> Page extract:
— start —
Canadian Association of Physicists ASSOCIATION CANADIENNE DES


2006 CAP/CRM Prize in Theoretical and Mathematical Physics

will be awarded to

Dr. John Harnad

"It is very gratifying to have work recognized in this award that is aimed at the precise use of mathematical constructions, whether very concrete or abstract, in the resolution of problems of real interest to physics"

Dr. John HarnadThe Canadian Association of Physicists (CAP) is pleased to announce that the 2006 CAP/CRM Prize in Theoretical Physics is being awarded to Dr. John Harnad of Concordia University for his deep and lasting contributions to the theory of integrable systems with connections to gauge theory, inverse scattering and random matrices.

John Harnad started his career as an elementary particle theorist with a first publication in 1972. He quickly turned to one of the most promising and mathematically profound areas in this field, namely non-Abelian gauge theories. Together with collaborators and students he published a series of fundamental papers in which he developed the theory of dimensional reduction and applied it to obtain a great number of exact and physically important invariant solutions of the classical Yang-Mills equations and their supersymmetric extensions. Those papers are still quoted by both mathematicians and physicists.
— end —
> Records to use:
— start —
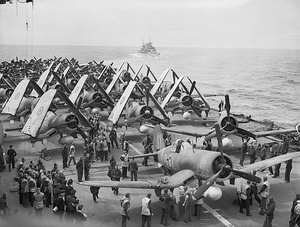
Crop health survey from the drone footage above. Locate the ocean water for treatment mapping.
[0,45,300,127]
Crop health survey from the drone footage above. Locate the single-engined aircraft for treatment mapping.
[81,124,300,220]
[21,89,92,144]
[108,80,169,127]
[140,95,300,151]
[53,69,114,113]
[161,76,210,120]
[2,62,53,118]
[0,73,16,100]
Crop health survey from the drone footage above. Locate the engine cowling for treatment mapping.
[218,111,239,133]
[82,92,102,103]
[50,84,63,91]
[58,136,75,145]
[67,78,78,87]
[181,95,194,107]
[182,111,191,120]
[203,186,222,201]
[0,88,14,98]
[49,114,79,134]
[135,105,154,119]
[197,151,233,182]
[138,125,153,135]
[104,77,112,85]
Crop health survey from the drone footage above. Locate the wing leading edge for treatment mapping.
[82,169,195,189]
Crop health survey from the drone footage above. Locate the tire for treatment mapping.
[170,204,179,221]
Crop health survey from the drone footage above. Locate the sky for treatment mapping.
[0,0,300,49]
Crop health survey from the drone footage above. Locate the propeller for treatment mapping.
[194,123,261,199]
[205,94,256,140]
[225,94,231,121]
[214,124,261,183]
[193,169,223,200]
[126,88,167,126]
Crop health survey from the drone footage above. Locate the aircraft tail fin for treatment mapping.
[153,124,165,152]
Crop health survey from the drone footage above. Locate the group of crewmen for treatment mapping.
[237,176,300,227]
[0,155,87,225]
[239,137,293,183]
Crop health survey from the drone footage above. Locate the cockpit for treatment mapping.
[171,139,194,154]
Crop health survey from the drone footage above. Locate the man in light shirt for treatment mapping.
[33,188,44,218]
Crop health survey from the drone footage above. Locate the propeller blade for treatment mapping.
[225,94,231,117]
[189,81,196,96]
[231,169,261,183]
[126,114,144,126]
[77,126,87,139]
[191,104,202,118]
[235,127,256,140]
[215,124,226,164]
[194,169,222,200]
[152,116,168,126]
[76,96,83,111]
[145,88,149,106]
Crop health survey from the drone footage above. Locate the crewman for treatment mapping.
[273,142,283,178]
[76,157,83,182]
[128,158,139,181]
[258,177,270,215]
[61,144,68,169]
[120,151,129,179]
[120,193,130,227]
[239,180,252,217]
[240,138,248,166]
[182,188,193,223]
[263,196,276,227]
[249,171,261,206]
[142,193,153,227]
[284,159,293,183]
[159,188,171,226]
[68,142,76,166]
[289,194,300,227]
[7,145,17,172]
[109,127,119,149]
[0,193,10,216]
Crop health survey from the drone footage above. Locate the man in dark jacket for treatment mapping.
[240,138,248,166]
[61,145,69,169]
[54,189,65,222]
[76,157,83,182]
[128,158,139,181]
[7,145,17,171]
[263,196,276,227]
[84,154,91,181]
[110,165,122,195]
[90,186,100,203]
[159,188,172,226]
[109,128,119,149]
[65,190,79,223]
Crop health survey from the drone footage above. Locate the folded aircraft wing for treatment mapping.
[108,81,137,124]
[29,61,54,97]
[234,152,300,173]
[22,89,56,137]
[254,129,299,137]
[161,76,185,109]
[150,69,171,96]
[2,79,30,115]
[69,75,88,104]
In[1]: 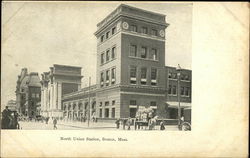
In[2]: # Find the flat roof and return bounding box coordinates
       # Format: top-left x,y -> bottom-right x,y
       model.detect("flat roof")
53,64 -> 82,69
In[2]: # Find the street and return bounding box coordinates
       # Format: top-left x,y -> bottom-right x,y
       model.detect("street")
19,121 -> 178,131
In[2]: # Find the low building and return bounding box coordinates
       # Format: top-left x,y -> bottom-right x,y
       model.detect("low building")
41,64 -> 82,117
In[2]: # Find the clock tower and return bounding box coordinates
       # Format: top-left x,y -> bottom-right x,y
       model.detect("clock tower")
95,4 -> 168,119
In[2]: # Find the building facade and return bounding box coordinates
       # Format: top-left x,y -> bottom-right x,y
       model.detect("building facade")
165,66 -> 192,119
41,64 -> 82,117
16,68 -> 41,117
41,4 -> 192,120
95,5 -> 168,118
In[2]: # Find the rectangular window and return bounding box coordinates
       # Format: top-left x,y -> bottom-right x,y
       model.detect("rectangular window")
173,86 -> 176,95
185,87 -> 189,96
168,85 -> 172,94
99,109 -> 102,118
152,29 -> 157,36
111,47 -> 116,59
106,31 -> 109,39
129,45 -> 137,57
31,93 -> 36,98
111,68 -> 115,84
141,27 -> 148,34
101,53 -> 104,64
101,35 -> 104,42
181,75 -> 185,80
105,108 -> 109,118
151,68 -> 157,85
172,73 -> 177,79
150,101 -> 156,106
106,50 -> 109,62
101,72 -> 104,87
106,70 -> 109,86
130,66 -> 136,84
130,25 -> 137,32
151,48 -> 158,60
112,27 -> 116,35
181,87 -> 184,95
168,72 -> 172,78
105,101 -> 109,106
129,100 -> 136,105
112,108 -> 115,118
141,47 -> 147,58
141,67 -> 147,85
— end —
> Exercise instructions:
1 – Copy the rows word for word, beginning with the line that contains "In[2]: # Find the low" and continuing through the final line of the rows.
2 – Extend the prize announcement from the point where it stops.
The prize announcement and the rows come from unrelated sources.

> Task-by-task results:
1 –
In[2]: # Find the low building and return bounding box coordinates
       # Format: top-left x,y -> bottom-right x,y
       model.detect("low building")
41,64 -> 82,117
In[2]: # Find the clock tower and return bounding box coordinates
       # Format: top-left x,y -> bottom-right x,y
       model.detect("clock tower")
95,4 -> 168,119
In[2]: # Find the building facade and return bounding box coordinates
       # Format: top-left x,y -> bottom-right x,y
       model.detect("building facade")
165,66 -> 192,119
41,64 -> 82,117
16,68 -> 41,117
41,4 -> 192,120
95,5 -> 168,118
In[2]: # Find the rectangular window and return bounding box coordinates
       # Format: top-left x,y -> bottom-right x,y
       model.detect("rectangular window")
173,86 -> 176,95
185,87 -> 189,96
168,85 -> 172,94
99,109 -> 102,118
152,29 -> 157,36
111,47 -> 116,59
106,31 -> 109,39
129,45 -> 137,57
31,93 -> 36,98
111,68 -> 115,84
141,27 -> 148,34
101,53 -> 104,64
101,35 -> 104,42
181,75 -> 185,80
105,108 -> 109,118
151,68 -> 157,85
172,73 -> 177,79
150,101 -> 156,106
106,50 -> 109,62
101,72 -> 104,87
106,70 -> 109,86
130,66 -> 136,84
130,25 -> 137,32
151,48 -> 158,60
112,27 -> 116,35
181,87 -> 184,95
168,72 -> 172,78
105,101 -> 109,106
129,100 -> 136,105
112,108 -> 115,118
141,47 -> 147,58
141,67 -> 147,85

2 –
Since the early 1980's, John Harnad has been mainly working on the theory of classical and quantum integrable systems and has become one of the world's leaders in this field. The list of areas in which he has made important contributions is long and impressive. It includes the following: nonlinear superposition formulas for certain types of nonlinear ordinary differential equations that later turned out to figure as Backlund transformations for soliton type equations; the introduction of the soliton correlation matrix in soliton theory, relating the inverse spectral approach to the holonomic quantum field approach of Sato et al.; the Hamiltonian theory of quasi-periodic solutions of integrable partial differential equations and the introduction of spectral Darboux coordinates. Here, John Harnad and his collaborators combined the use of algebraic geometry and loop groups to achieve a separation of variables in phase space for a wide class of integrable systems, both finite and infinite dimensional. He was also responsible for the introduction of "dual isomonodromic deformations" in the general framework of the Hamiltonian theory of isomonodromic deformations.

The most recent and ongoing series of John's publications is devoted to the theory of random matrices. He and his collaborators established a very interesting and beautiful relationship between isomonodromic deformations and the spectral theory of random matrices. This permitted them to establish connections between isomonodromic tau functions, orthogonal and biorthogonal systems of polynomials associated to random matrices and the corresponding correlation functions.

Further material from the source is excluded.